Set exercise =
Reproduce the lines of the listing below verbatim, starting at the line that contains "hair in the photograph above." and continuing through the last line of the listing.

Records shown =
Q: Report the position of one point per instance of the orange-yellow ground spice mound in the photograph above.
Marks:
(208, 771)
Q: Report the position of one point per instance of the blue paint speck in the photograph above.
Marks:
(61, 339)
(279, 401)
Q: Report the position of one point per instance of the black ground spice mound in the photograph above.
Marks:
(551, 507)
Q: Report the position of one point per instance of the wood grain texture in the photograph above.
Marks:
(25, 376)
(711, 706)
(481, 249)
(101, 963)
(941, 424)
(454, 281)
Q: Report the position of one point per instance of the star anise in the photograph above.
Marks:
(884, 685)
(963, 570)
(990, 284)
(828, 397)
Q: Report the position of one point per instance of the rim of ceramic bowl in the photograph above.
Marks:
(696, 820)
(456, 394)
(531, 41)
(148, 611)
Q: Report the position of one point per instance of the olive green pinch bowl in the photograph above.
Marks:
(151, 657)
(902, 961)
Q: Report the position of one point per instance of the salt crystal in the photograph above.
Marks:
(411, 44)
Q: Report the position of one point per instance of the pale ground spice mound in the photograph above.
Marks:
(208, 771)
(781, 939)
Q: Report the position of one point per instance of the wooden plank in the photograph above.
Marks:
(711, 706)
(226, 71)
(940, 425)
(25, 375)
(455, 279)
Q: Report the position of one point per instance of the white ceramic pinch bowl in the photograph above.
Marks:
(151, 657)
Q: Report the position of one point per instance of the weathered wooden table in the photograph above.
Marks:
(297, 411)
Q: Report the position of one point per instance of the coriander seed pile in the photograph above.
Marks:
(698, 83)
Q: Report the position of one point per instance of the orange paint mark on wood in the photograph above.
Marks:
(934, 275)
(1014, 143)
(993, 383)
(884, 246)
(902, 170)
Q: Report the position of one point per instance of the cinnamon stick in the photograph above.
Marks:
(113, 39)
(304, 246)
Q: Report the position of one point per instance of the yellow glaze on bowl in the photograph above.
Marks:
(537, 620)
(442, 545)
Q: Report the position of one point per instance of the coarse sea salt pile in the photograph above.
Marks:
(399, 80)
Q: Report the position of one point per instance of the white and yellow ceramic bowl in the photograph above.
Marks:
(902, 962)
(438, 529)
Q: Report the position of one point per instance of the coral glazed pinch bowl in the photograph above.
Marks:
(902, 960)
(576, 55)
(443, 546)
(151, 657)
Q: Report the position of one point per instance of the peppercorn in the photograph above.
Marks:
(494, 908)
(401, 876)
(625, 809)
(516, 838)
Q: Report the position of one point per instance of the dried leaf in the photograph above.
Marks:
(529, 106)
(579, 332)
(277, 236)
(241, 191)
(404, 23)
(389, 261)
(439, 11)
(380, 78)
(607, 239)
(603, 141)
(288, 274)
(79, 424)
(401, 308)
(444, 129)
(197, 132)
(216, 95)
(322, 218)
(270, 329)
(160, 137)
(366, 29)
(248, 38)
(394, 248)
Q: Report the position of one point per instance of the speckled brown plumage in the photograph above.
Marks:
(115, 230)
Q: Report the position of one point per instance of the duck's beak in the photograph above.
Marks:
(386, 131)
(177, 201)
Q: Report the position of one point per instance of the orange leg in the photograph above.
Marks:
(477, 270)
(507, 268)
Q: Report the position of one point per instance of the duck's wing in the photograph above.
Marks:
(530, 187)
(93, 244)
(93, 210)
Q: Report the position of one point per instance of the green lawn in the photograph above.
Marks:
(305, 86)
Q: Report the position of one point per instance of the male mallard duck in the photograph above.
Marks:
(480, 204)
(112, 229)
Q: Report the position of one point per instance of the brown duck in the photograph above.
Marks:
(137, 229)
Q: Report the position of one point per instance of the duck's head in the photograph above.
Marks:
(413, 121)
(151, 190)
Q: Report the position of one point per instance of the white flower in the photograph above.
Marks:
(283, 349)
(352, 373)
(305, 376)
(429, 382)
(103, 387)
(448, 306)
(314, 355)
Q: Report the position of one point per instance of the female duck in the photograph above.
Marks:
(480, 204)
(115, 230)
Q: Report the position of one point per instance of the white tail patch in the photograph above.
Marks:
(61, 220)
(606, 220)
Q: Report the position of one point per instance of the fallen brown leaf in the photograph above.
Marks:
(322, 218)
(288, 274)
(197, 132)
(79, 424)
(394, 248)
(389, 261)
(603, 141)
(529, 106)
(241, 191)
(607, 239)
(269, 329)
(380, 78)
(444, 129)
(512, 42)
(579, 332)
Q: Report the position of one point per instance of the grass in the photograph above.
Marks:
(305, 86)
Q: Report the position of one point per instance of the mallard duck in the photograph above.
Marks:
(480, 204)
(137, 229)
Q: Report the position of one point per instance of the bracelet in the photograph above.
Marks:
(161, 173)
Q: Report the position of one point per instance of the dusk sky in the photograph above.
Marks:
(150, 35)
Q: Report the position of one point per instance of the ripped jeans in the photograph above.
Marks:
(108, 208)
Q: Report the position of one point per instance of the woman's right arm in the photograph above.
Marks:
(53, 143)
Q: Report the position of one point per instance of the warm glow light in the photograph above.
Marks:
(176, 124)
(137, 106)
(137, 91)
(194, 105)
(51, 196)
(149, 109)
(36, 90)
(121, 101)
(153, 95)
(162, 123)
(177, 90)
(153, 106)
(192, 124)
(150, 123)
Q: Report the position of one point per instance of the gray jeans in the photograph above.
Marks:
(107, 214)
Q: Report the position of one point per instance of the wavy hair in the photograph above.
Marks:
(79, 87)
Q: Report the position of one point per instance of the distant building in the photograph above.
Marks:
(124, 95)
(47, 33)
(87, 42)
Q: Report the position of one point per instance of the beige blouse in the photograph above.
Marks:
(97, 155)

Reply to the task =
Q: Report the position of one point per instance of the wavy hair in the photograph above.
Marks:
(79, 87)
Q: Report the position of one point per instance of the distant building in the photograph above.
Marks:
(124, 95)
(47, 33)
(87, 42)
Q: Report the position of one point per instance of the beige blouse in the photograph above.
Marks:
(97, 155)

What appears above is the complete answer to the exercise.